Make an exact copy of the entries that come next.

==== Data shown

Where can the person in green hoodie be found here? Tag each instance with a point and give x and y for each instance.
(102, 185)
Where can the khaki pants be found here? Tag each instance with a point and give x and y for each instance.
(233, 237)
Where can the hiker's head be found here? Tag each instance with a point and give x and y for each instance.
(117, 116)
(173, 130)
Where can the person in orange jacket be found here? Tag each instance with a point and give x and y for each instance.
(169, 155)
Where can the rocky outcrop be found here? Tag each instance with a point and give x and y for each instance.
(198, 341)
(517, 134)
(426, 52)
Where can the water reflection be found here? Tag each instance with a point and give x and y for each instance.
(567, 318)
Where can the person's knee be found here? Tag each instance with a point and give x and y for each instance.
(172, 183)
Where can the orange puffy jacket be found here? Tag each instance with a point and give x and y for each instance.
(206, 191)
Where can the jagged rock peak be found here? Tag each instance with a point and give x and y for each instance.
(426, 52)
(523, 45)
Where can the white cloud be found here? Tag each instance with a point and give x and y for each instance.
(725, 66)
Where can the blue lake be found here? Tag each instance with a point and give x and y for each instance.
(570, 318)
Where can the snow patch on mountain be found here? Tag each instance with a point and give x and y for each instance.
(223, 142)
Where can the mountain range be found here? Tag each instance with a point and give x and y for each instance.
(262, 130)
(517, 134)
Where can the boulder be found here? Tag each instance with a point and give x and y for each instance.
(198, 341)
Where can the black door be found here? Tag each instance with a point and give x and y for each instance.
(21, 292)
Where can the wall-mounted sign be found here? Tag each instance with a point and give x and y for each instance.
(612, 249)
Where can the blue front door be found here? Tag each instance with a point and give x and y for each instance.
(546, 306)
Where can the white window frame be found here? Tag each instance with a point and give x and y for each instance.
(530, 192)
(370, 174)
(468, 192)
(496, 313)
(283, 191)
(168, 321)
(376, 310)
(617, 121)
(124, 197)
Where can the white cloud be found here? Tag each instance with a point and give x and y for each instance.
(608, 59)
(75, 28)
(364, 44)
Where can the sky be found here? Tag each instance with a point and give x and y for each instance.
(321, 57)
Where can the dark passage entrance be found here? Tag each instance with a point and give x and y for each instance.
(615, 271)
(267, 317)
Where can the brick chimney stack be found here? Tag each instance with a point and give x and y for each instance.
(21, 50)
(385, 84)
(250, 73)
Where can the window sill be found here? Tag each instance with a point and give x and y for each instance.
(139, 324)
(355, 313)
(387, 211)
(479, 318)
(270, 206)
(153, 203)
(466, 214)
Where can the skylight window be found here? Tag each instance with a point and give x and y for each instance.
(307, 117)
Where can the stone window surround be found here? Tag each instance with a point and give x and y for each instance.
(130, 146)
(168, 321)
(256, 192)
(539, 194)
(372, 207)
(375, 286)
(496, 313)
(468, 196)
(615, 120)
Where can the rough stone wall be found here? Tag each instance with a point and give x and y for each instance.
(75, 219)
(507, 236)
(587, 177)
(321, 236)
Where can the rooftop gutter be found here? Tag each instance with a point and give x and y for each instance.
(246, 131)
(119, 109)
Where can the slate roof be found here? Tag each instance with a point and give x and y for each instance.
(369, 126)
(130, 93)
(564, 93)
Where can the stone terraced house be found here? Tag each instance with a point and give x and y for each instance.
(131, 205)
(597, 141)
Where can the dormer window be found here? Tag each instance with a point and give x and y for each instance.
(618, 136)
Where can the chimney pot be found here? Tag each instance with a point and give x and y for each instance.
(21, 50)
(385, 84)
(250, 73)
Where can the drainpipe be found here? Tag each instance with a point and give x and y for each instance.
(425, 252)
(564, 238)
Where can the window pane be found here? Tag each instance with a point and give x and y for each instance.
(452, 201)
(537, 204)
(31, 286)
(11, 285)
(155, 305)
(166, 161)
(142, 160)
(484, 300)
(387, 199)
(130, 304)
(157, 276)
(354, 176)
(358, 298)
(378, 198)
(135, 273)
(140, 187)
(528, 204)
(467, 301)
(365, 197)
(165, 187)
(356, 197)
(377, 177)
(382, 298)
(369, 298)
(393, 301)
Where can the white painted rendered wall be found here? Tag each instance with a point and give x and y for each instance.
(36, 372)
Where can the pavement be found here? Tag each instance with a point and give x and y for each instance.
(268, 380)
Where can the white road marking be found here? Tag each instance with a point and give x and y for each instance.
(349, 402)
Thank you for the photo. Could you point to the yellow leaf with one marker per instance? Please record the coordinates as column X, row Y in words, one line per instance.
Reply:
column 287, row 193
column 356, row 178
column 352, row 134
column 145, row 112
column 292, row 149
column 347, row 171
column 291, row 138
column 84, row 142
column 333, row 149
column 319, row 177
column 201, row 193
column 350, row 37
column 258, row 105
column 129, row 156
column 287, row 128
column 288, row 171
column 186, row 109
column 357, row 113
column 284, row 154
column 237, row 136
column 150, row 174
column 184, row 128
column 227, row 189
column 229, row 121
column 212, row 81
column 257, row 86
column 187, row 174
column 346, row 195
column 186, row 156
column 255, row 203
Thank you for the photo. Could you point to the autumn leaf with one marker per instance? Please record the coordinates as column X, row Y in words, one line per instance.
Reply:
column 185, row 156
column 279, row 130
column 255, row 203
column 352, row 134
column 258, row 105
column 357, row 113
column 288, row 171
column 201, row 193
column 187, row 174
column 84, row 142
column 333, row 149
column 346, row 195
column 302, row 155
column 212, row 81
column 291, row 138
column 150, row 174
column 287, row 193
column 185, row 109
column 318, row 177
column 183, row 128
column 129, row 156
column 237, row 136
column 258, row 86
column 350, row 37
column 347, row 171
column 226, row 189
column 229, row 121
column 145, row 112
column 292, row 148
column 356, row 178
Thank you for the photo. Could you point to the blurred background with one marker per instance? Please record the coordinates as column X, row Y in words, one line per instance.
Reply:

========

**Output of the exercise:**
Where can the person in green hoodie be found here? Tag each instance with a point and give x and y for each instance.
(102, 185)
Where can the khaki pants be found here? Tag each instance with a point and give x and y for each instance.
(233, 237)
Where can the hiker's head be found here? Tag each instance with a point and give x and y for each instance.
(117, 116)
(173, 130)
Where can the person in orange jacket be found here? Tag each instance with a point and give x and y for each instance.
(169, 155)
Where can the rocky outcrop be found here? Tag each instance with a point and give x and y for each instance.
(198, 341)
(517, 134)
(426, 52)
Where can the water reflection be found here? Tag each instance with a point and give x and y for each instance.
(567, 318)
Where can the person's knee be found here? Tag each instance with a point and give x and y for each instance.
(172, 183)
Where can the orange puffy jacket be found here? Tag each instance with a point and give x and y for each instance.
(206, 191)
Where can the jagged rock peak be found here? Tag each instance with a point and give x and y for each instance.
(426, 52)
(523, 45)
Where can the white cloud be found here? Tag each instance with a point and give x and y for each instance.
(725, 66)
Where can the blue lake be found here? Tag each instance with a point and give x and y for each instance.
(570, 318)
Where can the snow patch on mountain be found here? Tag each instance with a point and give x and y for each instance.
(223, 142)
Where can the mountain range be found here? Tag each instance with a point and give x and y for each instance.
(262, 130)
(517, 134)
Where can the boulder be found here? Tag each instance with a point and give x and y for each instance.
(198, 341)
Where can the black door be found here? Tag each instance with a point and give x and y for each instance.
(21, 292)
Where can the wall-mounted sign be found here? Tag each instance with a point and give x and y for each instance.
(612, 249)
Where can the blue front door be found here? Tag each instance with a point and give x and y for each instance.
(546, 306)
Where can the white window frame be found here? Tag each instance with a point and give x and y for each instance.
(530, 192)
(370, 174)
(468, 192)
(496, 313)
(283, 191)
(168, 321)
(376, 310)
(617, 121)
(124, 197)
Where can the white cloud be found here? Tag each instance with a point and give x and y for each instance.
(608, 59)
(75, 28)
(364, 44)
Where can the sky be found here? Tag each instance with a point and give x and y for each instance.
(321, 57)
Where can the dark passage entrance be found here? Tag each instance with a point and give x and y for each instance.
(615, 271)
(267, 317)
Where can the brick chimney stack be found here? Tag each instance with a point and give x and y for each instance.
(21, 50)
(385, 84)
(250, 73)
Where can the window sill be found here? Tag each instance with a point and give x and y for each instance.
(139, 324)
(355, 313)
(387, 211)
(479, 318)
(270, 206)
(153, 203)
(466, 214)
Where can the skylight window be found here? Tag each instance with a point and give x and y for each instance.
(307, 117)
Where can the stone window surround be found here? Tag each instance with a point and give x and y for each instance.
(130, 146)
(168, 321)
(256, 192)
(539, 194)
(372, 207)
(375, 286)
(496, 313)
(468, 196)
(615, 120)
Where can the rough stone wall be found here? Tag each instance with a point and give x and y for each instance.
(75, 219)
(507, 236)
(587, 177)
(321, 236)
Where can the rooftop gutter be found here? Tag each instance with a point and give x and y for each instance.
(246, 131)
(119, 109)
Where can the slate roof be found here? Tag each instance with a point and give x and y for each instance.
(369, 126)
(130, 93)
(564, 93)
Where can the stone terraced house be found here? Tag each instance with a point and give x and y for each instance.
(131, 205)
(597, 141)
Where can the dormer window be found here? Tag each instance with a point and give x and y for each instance.
(618, 136)
Where can the chimney pot be found here? Tag each instance with a point and give x and y for each instance.
(21, 50)
(385, 84)
(250, 73)
Where can the drainpipe be found here? Tag each instance with a point and give x and y for each instance.
(425, 252)
(564, 238)
Where can the window pane be found here? Tag each instance with a point and give x and y for each instance.
(452, 201)
(537, 204)
(31, 286)
(11, 285)
(155, 305)
(166, 161)
(142, 160)
(484, 300)
(387, 199)
(130, 304)
(157, 276)
(354, 176)
(358, 298)
(378, 198)
(135, 273)
(140, 187)
(528, 204)
(467, 301)
(365, 197)
(165, 187)
(356, 197)
(377, 177)
(382, 298)
(369, 298)
(393, 301)
Where can the white painted rendered wall be found here? Tag each instance with a point and give x and y for each instance.
(36, 372)
Where can the pavement be found here? Tag each instance with a point and give x and y for each instance.
(268, 380)
Where can the white road marking be found here? Tag each instance with a point and give x and y for each instance.
(349, 402)
Thank you for the photo. Could you point to the yellow leaf with one marker per instance? Please record the coordinates as column X, row Y in words, one line per instance.
Reply:
column 287, row 193
column 356, row 178
column 352, row 134
column 145, row 112
column 292, row 149
column 347, row 171
column 291, row 138
column 84, row 142
column 333, row 149
column 319, row 177
column 201, row 193
column 350, row 37
column 258, row 105
column 129, row 156
column 287, row 128
column 288, row 171
column 186, row 109
column 357, row 113
column 284, row 154
column 237, row 136
column 150, row 174
column 184, row 128
column 227, row 189
column 229, row 121
column 212, row 81
column 257, row 86
column 187, row 174
column 346, row 195
column 186, row 156
column 255, row 203
Thank you for the photo. Could you point to the autumn leaf with one marker per instance? Please record the coordinates as column X, row Y in words, one line per instance.
Reply:
column 185, row 156
column 279, row 130
column 255, row 203
column 352, row 134
column 258, row 105
column 357, row 113
column 288, row 171
column 201, row 193
column 187, row 174
column 84, row 142
column 333, row 149
column 346, row 195
column 302, row 155
column 212, row 81
column 291, row 138
column 150, row 174
column 287, row 193
column 185, row 109
column 318, row 177
column 183, row 128
column 129, row 156
column 237, row 136
column 258, row 86
column 350, row 37
column 347, row 171
column 226, row 189
column 229, row 121
column 145, row 112
column 292, row 148
column 356, row 178
Thank you for the photo. Could you point to the blurred background with one marker per instance? Please record the coordinates as column X, row Y in words, one line per instance.
Reply:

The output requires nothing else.